**Problem requirements**:
Could the whole of the data below be written out verbatim?

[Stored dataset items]
====

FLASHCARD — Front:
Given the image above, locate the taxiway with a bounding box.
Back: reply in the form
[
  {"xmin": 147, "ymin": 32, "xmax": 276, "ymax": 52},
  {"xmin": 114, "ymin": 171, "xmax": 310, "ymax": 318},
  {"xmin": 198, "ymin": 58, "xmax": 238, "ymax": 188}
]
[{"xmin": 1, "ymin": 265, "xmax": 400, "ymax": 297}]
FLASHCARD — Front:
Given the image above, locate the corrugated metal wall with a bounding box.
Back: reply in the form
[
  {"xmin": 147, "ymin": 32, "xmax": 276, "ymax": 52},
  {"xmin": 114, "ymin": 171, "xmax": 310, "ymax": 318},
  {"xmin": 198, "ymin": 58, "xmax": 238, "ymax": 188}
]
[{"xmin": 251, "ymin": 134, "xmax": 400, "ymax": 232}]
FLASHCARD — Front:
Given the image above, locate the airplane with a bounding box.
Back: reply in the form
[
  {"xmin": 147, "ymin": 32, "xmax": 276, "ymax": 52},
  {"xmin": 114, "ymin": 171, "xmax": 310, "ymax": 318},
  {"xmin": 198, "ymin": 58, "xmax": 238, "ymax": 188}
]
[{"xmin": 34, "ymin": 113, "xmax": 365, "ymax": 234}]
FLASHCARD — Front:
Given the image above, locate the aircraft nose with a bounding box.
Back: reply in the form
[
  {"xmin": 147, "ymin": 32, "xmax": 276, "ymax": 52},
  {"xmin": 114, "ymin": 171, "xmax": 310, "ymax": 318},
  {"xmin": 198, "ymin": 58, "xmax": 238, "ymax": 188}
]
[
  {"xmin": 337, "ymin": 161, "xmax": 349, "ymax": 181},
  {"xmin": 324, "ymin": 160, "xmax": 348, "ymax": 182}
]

====

**Response for this exercise**:
FLASHCARD — Front:
Given the image above, locate the taxiway with a bounding box.
Back: reply in the form
[
  {"xmin": 147, "ymin": 32, "xmax": 276, "ymax": 52},
  {"xmin": 114, "ymin": 171, "xmax": 310, "ymax": 318},
  {"xmin": 198, "ymin": 58, "xmax": 238, "ymax": 188}
]
[{"xmin": 1, "ymin": 265, "xmax": 400, "ymax": 297}]
FLASHCARD — Front:
Given the image above, locate the corrugated metal wall with a bounding box.
Back: reply in the form
[
  {"xmin": 147, "ymin": 32, "xmax": 276, "ymax": 52},
  {"xmin": 114, "ymin": 171, "xmax": 310, "ymax": 318},
  {"xmin": 198, "ymin": 58, "xmax": 238, "ymax": 188}
]
[{"xmin": 251, "ymin": 134, "xmax": 400, "ymax": 232}]
FLASHCARD — Front:
Given the image above, locate the airplane with a bounding box.
Back: reply in the form
[
  {"xmin": 147, "ymin": 32, "xmax": 276, "ymax": 52},
  {"xmin": 114, "ymin": 171, "xmax": 310, "ymax": 318},
  {"xmin": 198, "ymin": 58, "xmax": 238, "ymax": 188}
]
[{"xmin": 34, "ymin": 113, "xmax": 365, "ymax": 234}]
FLASHCARD — Front:
Given the image above, locate the aircraft nose with a bounding box.
Back: reply in the form
[
  {"xmin": 147, "ymin": 32, "xmax": 276, "ymax": 52},
  {"xmin": 114, "ymin": 171, "xmax": 310, "ymax": 318},
  {"xmin": 198, "ymin": 58, "xmax": 238, "ymax": 188}
]
[
  {"xmin": 337, "ymin": 161, "xmax": 349, "ymax": 181},
  {"xmin": 324, "ymin": 160, "xmax": 348, "ymax": 182}
]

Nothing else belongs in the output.